BRIEF:
Gather every line of the entries below that contains the string "wall". Case counts, so match capital and small letters as given.

EXTRACTED ENTRIES:
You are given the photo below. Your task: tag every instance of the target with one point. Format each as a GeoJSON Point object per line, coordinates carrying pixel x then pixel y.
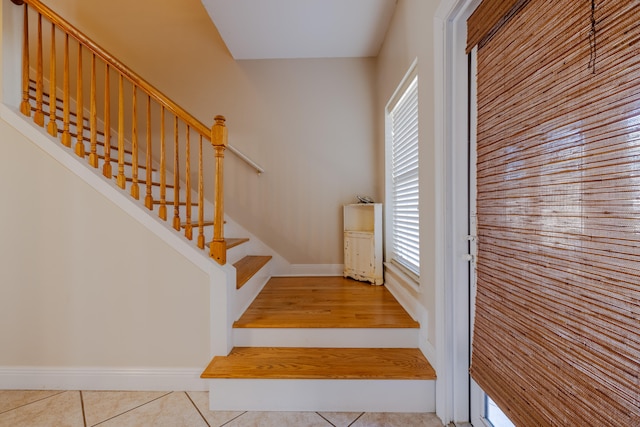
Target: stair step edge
{"type": "Point", "coordinates": [321, 363]}
{"type": "Point", "coordinates": [248, 266]}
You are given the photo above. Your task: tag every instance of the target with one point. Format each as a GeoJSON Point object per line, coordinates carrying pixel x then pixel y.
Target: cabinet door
{"type": "Point", "coordinates": [359, 254]}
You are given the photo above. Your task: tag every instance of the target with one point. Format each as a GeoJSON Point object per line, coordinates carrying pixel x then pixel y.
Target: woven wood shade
{"type": "Point", "coordinates": [487, 19]}
{"type": "Point", "coordinates": [557, 328]}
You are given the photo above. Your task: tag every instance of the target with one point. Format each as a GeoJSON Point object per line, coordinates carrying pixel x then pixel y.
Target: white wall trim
{"type": "Point", "coordinates": [96, 378]}
{"type": "Point", "coordinates": [315, 270]}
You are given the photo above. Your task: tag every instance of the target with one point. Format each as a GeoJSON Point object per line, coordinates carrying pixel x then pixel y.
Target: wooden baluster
{"type": "Point", "coordinates": [79, 108]}
{"type": "Point", "coordinates": [188, 231]}
{"type": "Point", "coordinates": [162, 212]}
{"type": "Point", "coordinates": [200, 198]}
{"type": "Point", "coordinates": [66, 96]}
{"type": "Point", "coordinates": [106, 167]}
{"type": "Point", "coordinates": [176, 176]}
{"type": "Point", "coordinates": [93, 116]}
{"type": "Point", "coordinates": [121, 179]}
{"type": "Point", "coordinates": [25, 107]}
{"type": "Point", "coordinates": [38, 117]}
{"type": "Point", "coordinates": [218, 248]}
{"type": "Point", "coordinates": [52, 126]}
{"type": "Point", "coordinates": [148, 200]}
{"type": "Point", "coordinates": [135, 189]}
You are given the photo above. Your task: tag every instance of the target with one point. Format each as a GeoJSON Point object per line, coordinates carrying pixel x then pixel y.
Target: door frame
{"type": "Point", "coordinates": [451, 131]}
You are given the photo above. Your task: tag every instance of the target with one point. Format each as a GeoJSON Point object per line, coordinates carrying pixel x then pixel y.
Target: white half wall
{"type": "Point", "coordinates": [82, 284]}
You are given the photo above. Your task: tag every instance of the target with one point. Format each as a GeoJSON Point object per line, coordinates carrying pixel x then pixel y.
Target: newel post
{"type": "Point", "coordinates": [218, 248]}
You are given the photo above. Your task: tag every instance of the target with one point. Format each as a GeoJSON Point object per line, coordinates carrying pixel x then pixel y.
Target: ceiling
{"type": "Point", "coordinates": [269, 29]}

CORRECT OUTPUT:
Target: white wall trim
Target: white half wall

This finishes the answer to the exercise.